▸ **PROBLEM TO SOLVE**
Copy out every line in the entries below that contains the word "weathered", reproducing each line in full.

▸ **RECORDS TO PROCESS**
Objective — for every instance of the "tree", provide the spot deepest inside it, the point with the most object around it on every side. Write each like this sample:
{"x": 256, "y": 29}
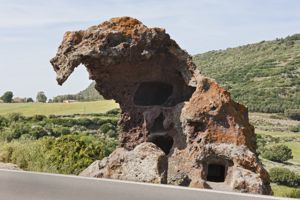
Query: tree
{"x": 7, "y": 97}
{"x": 277, "y": 153}
{"x": 41, "y": 97}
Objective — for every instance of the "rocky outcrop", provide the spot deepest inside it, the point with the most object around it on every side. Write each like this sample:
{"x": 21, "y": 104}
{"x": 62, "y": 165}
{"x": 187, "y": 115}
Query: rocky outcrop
{"x": 178, "y": 127}
{"x": 145, "y": 163}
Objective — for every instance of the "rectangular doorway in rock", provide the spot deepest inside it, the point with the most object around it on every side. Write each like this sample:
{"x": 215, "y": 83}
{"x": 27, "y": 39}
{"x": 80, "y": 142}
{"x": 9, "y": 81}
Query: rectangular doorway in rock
{"x": 152, "y": 93}
{"x": 216, "y": 173}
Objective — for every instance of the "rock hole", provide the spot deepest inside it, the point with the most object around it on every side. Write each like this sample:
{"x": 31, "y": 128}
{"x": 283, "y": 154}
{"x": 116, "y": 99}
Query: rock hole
{"x": 152, "y": 93}
{"x": 163, "y": 141}
{"x": 158, "y": 124}
{"x": 216, "y": 173}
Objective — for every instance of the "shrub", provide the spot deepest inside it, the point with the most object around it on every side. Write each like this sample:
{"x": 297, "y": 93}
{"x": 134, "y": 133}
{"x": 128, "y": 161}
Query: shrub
{"x": 284, "y": 176}
{"x": 115, "y": 111}
{"x": 7, "y": 97}
{"x": 294, "y": 193}
{"x": 39, "y": 117}
{"x": 68, "y": 154}
{"x": 3, "y": 122}
{"x": 293, "y": 114}
{"x": 277, "y": 153}
{"x": 14, "y": 117}
{"x": 295, "y": 128}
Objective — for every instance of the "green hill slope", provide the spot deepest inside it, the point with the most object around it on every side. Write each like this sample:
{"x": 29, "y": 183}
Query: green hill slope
{"x": 264, "y": 76}
{"x": 88, "y": 94}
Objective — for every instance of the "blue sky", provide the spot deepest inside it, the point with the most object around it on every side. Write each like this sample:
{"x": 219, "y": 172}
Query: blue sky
{"x": 31, "y": 30}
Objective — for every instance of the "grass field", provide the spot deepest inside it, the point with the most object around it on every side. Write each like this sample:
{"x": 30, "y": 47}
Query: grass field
{"x": 29, "y": 109}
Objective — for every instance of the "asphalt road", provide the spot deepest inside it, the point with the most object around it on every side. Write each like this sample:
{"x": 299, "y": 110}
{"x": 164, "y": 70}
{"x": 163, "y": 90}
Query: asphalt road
{"x": 18, "y": 185}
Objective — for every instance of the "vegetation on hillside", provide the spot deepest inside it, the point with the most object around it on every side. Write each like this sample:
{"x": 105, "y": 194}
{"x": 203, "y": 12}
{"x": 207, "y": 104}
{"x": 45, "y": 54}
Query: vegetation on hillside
{"x": 264, "y": 76}
{"x": 88, "y": 94}
{"x": 57, "y": 144}
{"x": 29, "y": 109}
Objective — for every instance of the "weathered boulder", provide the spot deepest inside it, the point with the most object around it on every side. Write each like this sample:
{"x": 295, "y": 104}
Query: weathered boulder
{"x": 145, "y": 163}
{"x": 204, "y": 135}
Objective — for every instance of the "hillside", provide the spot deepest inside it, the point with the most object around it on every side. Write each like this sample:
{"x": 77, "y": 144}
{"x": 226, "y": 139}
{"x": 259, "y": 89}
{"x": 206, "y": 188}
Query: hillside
{"x": 88, "y": 94}
{"x": 264, "y": 76}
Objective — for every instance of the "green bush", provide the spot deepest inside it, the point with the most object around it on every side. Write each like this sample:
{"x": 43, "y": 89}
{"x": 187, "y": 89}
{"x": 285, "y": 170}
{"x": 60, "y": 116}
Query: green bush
{"x": 68, "y": 154}
{"x": 277, "y": 153}
{"x": 294, "y": 193}
{"x": 14, "y": 117}
{"x": 293, "y": 114}
{"x": 295, "y": 128}
{"x": 3, "y": 122}
{"x": 284, "y": 176}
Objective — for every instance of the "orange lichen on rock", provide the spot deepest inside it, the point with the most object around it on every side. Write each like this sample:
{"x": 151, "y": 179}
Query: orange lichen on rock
{"x": 178, "y": 127}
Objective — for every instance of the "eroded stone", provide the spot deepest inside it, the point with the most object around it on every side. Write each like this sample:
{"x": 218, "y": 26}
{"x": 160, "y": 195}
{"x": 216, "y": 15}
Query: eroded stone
{"x": 204, "y": 136}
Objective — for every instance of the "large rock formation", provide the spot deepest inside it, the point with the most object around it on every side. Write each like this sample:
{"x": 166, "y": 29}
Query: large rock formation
{"x": 178, "y": 127}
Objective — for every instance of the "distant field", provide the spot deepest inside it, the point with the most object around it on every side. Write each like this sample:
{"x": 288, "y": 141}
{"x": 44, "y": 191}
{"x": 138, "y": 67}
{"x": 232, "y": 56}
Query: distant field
{"x": 29, "y": 109}
{"x": 281, "y": 190}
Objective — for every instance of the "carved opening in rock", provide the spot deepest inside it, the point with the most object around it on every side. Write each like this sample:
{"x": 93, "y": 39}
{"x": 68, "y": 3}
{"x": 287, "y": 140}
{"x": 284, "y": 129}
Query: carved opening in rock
{"x": 158, "y": 125}
{"x": 163, "y": 141}
{"x": 152, "y": 93}
{"x": 216, "y": 173}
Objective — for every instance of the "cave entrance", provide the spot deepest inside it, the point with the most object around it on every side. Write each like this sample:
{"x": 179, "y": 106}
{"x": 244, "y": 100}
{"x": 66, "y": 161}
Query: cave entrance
{"x": 163, "y": 141}
{"x": 216, "y": 173}
{"x": 152, "y": 93}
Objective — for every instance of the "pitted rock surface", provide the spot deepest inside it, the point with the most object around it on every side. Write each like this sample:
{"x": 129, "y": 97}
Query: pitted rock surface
{"x": 202, "y": 136}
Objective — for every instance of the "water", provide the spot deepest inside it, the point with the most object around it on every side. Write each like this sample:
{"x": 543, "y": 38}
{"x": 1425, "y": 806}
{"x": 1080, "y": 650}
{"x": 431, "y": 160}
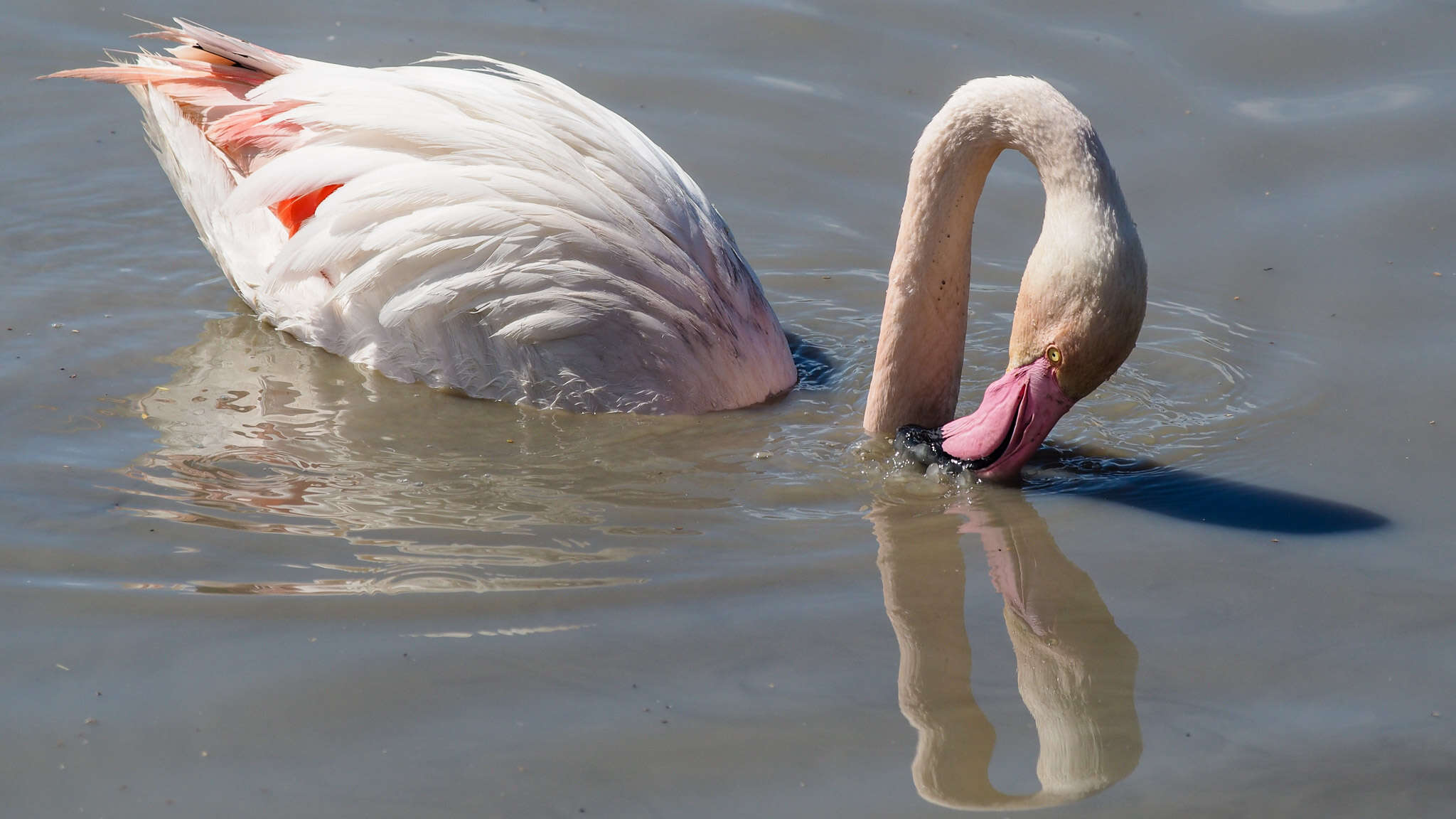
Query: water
{"x": 242, "y": 577}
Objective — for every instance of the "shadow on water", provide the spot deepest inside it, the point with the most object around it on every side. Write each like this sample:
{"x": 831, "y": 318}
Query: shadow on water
{"x": 1075, "y": 668}
{"x": 1178, "y": 493}
{"x": 813, "y": 362}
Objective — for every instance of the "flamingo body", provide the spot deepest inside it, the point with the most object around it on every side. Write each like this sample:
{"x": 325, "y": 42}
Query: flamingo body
{"x": 488, "y": 230}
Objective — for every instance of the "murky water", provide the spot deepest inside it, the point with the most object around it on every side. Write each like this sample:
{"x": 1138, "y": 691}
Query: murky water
{"x": 244, "y": 577}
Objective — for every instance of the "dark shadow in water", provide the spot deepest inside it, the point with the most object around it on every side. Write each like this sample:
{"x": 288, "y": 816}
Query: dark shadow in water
{"x": 1075, "y": 669}
{"x": 813, "y": 362}
{"x": 1178, "y": 493}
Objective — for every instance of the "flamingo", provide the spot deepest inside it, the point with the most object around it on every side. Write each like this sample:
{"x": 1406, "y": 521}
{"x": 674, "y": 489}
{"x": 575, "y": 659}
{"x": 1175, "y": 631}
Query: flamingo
{"x": 491, "y": 230}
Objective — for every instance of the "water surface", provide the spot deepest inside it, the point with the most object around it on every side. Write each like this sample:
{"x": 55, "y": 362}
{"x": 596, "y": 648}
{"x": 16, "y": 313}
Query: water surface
{"x": 244, "y": 577}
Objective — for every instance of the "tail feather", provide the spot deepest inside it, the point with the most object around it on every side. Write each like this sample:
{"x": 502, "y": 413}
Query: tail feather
{"x": 216, "y": 43}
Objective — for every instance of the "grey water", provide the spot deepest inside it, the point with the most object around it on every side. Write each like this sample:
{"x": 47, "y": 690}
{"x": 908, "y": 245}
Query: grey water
{"x": 242, "y": 577}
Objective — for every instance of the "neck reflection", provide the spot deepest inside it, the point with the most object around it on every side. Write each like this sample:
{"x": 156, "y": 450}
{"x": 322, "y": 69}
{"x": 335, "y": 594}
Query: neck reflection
{"x": 1075, "y": 668}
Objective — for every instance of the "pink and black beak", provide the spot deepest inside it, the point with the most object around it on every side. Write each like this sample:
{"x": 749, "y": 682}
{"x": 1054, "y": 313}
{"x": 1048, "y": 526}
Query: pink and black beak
{"x": 1005, "y": 430}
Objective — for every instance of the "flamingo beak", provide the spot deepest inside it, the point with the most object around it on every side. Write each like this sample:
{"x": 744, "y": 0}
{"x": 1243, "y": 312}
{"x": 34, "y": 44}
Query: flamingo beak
{"x": 1005, "y": 430}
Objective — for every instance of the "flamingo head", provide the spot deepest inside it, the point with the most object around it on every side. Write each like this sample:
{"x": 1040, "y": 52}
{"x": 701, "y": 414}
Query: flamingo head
{"x": 1078, "y": 316}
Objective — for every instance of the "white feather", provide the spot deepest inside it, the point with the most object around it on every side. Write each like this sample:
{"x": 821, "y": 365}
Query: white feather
{"x": 496, "y": 232}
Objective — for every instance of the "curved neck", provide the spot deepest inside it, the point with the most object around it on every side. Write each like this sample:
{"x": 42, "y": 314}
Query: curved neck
{"x": 922, "y": 336}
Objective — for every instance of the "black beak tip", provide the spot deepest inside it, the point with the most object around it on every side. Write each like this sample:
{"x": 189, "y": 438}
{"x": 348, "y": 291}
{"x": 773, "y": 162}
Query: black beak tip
{"x": 921, "y": 445}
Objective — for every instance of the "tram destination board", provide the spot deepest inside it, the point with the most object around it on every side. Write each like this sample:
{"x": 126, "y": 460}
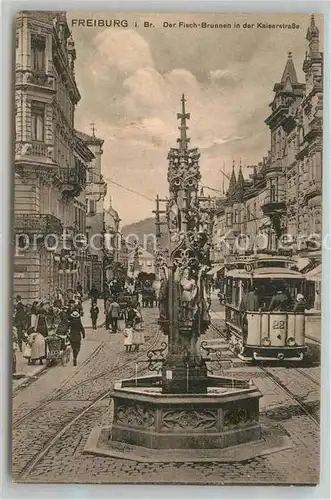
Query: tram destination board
{"x": 167, "y": 270}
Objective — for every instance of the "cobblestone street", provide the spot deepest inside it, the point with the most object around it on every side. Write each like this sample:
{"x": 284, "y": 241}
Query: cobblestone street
{"x": 48, "y": 445}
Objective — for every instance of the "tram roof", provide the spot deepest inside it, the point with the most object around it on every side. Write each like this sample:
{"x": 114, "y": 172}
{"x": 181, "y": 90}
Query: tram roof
{"x": 267, "y": 273}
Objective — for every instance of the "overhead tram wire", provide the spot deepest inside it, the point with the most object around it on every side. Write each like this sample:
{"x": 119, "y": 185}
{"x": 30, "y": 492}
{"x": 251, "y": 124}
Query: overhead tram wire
{"x": 130, "y": 190}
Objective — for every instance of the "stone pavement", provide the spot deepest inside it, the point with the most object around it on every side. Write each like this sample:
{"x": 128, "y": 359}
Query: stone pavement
{"x": 44, "y": 408}
{"x": 65, "y": 461}
{"x": 28, "y": 373}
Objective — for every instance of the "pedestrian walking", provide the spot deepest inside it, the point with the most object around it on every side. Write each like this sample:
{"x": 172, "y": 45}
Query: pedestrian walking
{"x": 114, "y": 312}
{"x": 41, "y": 323}
{"x": 128, "y": 337}
{"x": 94, "y": 315}
{"x": 107, "y": 312}
{"x": 138, "y": 337}
{"x": 37, "y": 344}
{"x": 76, "y": 333}
{"x": 15, "y": 348}
{"x": 19, "y": 320}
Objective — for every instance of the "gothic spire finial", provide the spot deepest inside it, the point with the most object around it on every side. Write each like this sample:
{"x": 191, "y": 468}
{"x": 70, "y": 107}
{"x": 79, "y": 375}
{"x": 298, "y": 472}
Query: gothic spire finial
{"x": 183, "y": 116}
{"x": 313, "y": 36}
{"x": 93, "y": 128}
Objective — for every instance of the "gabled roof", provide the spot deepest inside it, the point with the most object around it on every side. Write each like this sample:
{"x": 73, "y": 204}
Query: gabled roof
{"x": 289, "y": 71}
{"x": 89, "y": 139}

▸ **RESPONSE**
Objective — for every instance of the "weathered boulder", provide the spot deepest inside it, the point with the most object around it on every side. Write each like this sample:
Query: weathered boulder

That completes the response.